> Set problem:
Collect every line of the entries below that contains the string "mask". Case counts.

--- Record list ---

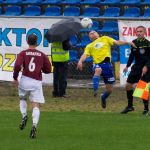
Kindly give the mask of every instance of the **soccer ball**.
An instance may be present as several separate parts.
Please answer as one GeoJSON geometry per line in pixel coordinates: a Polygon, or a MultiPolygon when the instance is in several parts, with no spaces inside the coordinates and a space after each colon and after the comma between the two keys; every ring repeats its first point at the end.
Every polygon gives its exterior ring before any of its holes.
{"type": "Polygon", "coordinates": [[[85,17],[81,20],[81,25],[83,28],[91,28],[93,25],[93,21],[90,18],[85,17]]]}

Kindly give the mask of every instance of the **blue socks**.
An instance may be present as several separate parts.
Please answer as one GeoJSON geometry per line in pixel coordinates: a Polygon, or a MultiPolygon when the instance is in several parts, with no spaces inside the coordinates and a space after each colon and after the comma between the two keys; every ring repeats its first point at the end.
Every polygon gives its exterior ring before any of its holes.
{"type": "Polygon", "coordinates": [[[110,95],[110,93],[109,93],[108,91],[105,91],[105,92],[102,94],[101,98],[102,98],[103,100],[106,100],[106,98],[107,98],[109,95],[110,95]]]}
{"type": "Polygon", "coordinates": [[[100,76],[93,76],[93,90],[97,91],[99,86],[100,76]]]}

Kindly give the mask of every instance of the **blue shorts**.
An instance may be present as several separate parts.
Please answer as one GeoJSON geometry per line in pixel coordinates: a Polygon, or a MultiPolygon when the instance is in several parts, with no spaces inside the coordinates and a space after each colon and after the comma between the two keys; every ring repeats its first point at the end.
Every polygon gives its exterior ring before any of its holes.
{"type": "Polygon", "coordinates": [[[112,63],[105,62],[105,63],[93,64],[94,71],[96,68],[102,69],[101,76],[103,77],[105,84],[113,84],[115,82],[112,63]]]}

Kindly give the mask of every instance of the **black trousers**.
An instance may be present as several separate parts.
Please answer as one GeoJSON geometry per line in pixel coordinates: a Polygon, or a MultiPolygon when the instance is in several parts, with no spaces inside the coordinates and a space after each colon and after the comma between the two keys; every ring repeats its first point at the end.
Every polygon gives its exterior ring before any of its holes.
{"type": "Polygon", "coordinates": [[[63,96],[67,88],[68,62],[53,62],[53,96],[63,96]]]}

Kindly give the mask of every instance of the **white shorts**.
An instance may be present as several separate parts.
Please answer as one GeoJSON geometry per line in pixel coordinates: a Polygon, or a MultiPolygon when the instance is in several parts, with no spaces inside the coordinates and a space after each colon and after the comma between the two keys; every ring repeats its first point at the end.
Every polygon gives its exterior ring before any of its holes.
{"type": "Polygon", "coordinates": [[[26,100],[27,96],[29,96],[29,99],[32,102],[45,103],[42,81],[22,75],[19,82],[18,91],[20,99],[26,100]]]}

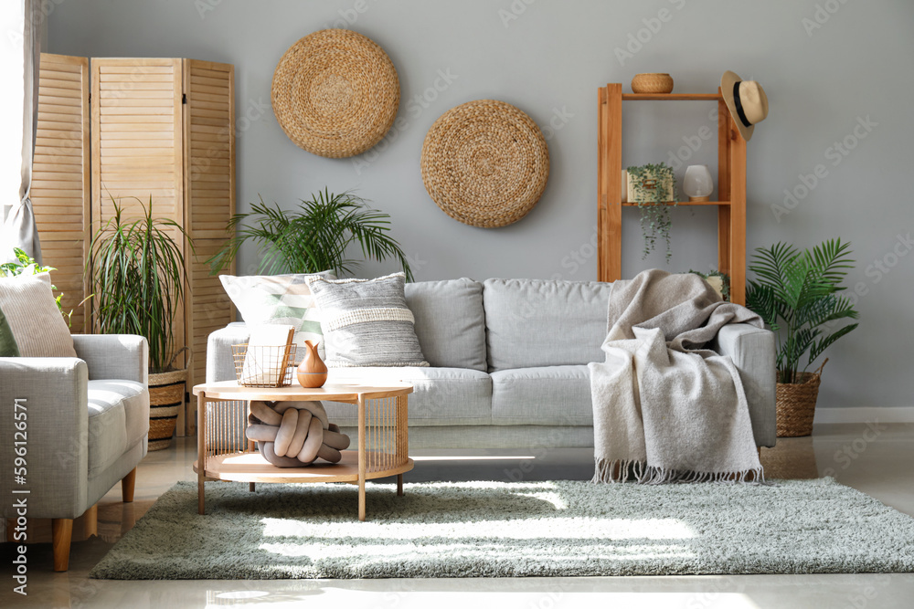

---

> Task solution:
Kindly give the mask of every instance of the **soccer ball**.
Kindly give the mask of every instance of the **blue socks**.
Kindly give the mask of every instance of the **blue shorts**.
Kindly give the mask of every instance of the **black trousers**.
Kindly give the mask of every instance of the **white shorts**.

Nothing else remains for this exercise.